Items listed in a dataset:
+ + + + +

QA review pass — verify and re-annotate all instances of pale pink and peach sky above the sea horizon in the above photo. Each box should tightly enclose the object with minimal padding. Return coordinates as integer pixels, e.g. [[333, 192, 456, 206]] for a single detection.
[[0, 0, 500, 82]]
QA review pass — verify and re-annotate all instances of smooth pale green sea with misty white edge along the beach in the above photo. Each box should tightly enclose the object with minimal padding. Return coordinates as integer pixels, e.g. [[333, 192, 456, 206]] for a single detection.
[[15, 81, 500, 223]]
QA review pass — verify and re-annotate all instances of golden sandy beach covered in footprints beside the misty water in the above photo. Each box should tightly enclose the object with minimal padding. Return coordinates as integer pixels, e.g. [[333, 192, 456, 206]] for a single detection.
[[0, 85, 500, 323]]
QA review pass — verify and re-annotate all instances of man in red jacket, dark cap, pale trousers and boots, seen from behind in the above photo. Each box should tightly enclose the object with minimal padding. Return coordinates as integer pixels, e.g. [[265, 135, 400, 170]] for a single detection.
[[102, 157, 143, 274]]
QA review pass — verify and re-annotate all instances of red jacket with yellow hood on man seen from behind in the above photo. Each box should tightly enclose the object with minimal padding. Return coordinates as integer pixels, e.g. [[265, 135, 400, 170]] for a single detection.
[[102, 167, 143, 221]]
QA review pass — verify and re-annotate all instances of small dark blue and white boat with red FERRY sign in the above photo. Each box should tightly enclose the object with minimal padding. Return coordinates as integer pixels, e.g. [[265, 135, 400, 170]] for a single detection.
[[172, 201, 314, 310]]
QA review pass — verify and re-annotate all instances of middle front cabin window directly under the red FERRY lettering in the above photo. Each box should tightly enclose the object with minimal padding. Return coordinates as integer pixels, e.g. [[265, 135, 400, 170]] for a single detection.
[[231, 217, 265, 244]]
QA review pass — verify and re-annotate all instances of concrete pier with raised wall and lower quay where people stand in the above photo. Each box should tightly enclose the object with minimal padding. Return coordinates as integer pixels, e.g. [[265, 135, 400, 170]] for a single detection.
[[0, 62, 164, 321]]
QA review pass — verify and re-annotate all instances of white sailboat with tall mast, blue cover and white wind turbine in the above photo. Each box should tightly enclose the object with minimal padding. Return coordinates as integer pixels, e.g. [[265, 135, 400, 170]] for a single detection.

+ + + + +

Your assignment:
From the line that contains "instances of concrete" through the end of the records above, print every line exactly and nothing else.

Your response:
QA review pass — verify and re-annotate all instances of concrete pier with raised wall and lower quay where people stand in the above photo. Each box should tightly enclose the object with minimal padding. Return coordinates as integer pixels, e.g. [[265, 135, 400, 170]] for a single detection.
[[0, 62, 164, 321]]
QA review pass — verify and re-annotate all instances of white sailboat with tall mast, blue cover and white wind turbine in the above photo. Each box should tightly enclose the object with minimal padding. Return coordinates as integer pixels, e.g. [[265, 135, 400, 170]] for a single detection.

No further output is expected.